== Assigned task ==
Print the listing exactly as it stands. Skip every picture.

== Supplied entries ==
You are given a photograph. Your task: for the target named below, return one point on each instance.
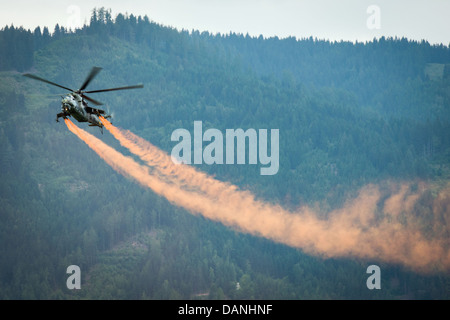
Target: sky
(348, 20)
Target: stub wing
(94, 110)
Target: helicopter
(74, 104)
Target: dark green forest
(349, 114)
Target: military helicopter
(74, 104)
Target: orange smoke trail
(354, 230)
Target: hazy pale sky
(325, 19)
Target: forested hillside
(349, 114)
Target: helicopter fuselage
(74, 105)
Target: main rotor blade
(94, 72)
(138, 86)
(32, 76)
(97, 103)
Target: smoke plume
(379, 224)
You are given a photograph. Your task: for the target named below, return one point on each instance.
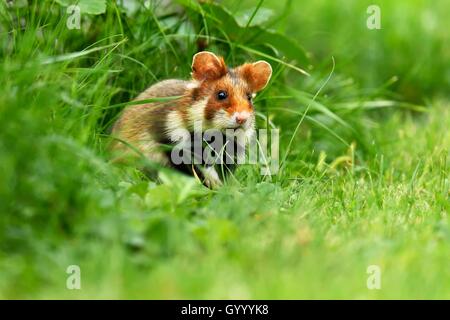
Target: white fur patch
(197, 112)
(193, 84)
(174, 125)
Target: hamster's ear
(207, 66)
(257, 74)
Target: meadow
(364, 118)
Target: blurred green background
(364, 142)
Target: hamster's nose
(241, 119)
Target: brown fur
(145, 126)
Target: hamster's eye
(222, 95)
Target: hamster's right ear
(207, 66)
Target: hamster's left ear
(257, 74)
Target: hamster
(218, 98)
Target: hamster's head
(224, 95)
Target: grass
(365, 181)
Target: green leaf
(86, 6)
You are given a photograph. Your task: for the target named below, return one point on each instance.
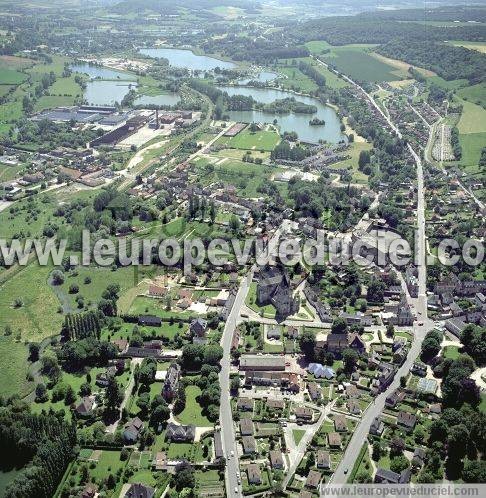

== Response to this task ==
You are given a photograph. Your task: for the target named below, return one point on each instance.
Target: sky
(348, 20)
Target: stub wing
(94, 110)
Target: helicopter
(74, 104)
Target: dark green forest
(349, 114)
Target: military helicopter
(74, 104)
Target: orange smoke trail
(354, 230)
Target: hazy pale sky
(325, 19)
Target: forested hillside
(349, 114)
Target: helicopter fuselage
(74, 105)
Target: main rotor blade
(94, 72)
(138, 86)
(32, 76)
(97, 103)
Target: smoke plume
(379, 224)
You are given a photograph. Your task: for the target named below, return one point on each instance.
Target: white fur patch
(197, 112)
(193, 84)
(174, 125)
Target: hamster's ear
(207, 66)
(257, 74)
Target: meadow
(364, 118)
Target: blurred green background
(364, 142)
Target: hamster's nose
(241, 119)
Target: brown fur
(145, 126)
Target: hamster's eye
(222, 95)
Target: hamster's right ear
(207, 66)
Target: hamster's left ear
(257, 74)
Target: hamster
(218, 98)
Target: hamster's head
(224, 95)
Target: grass
(365, 181)
Target: green leaf
(86, 6)
You are given a photograph. Your task: for the target named below, return one point on each instance.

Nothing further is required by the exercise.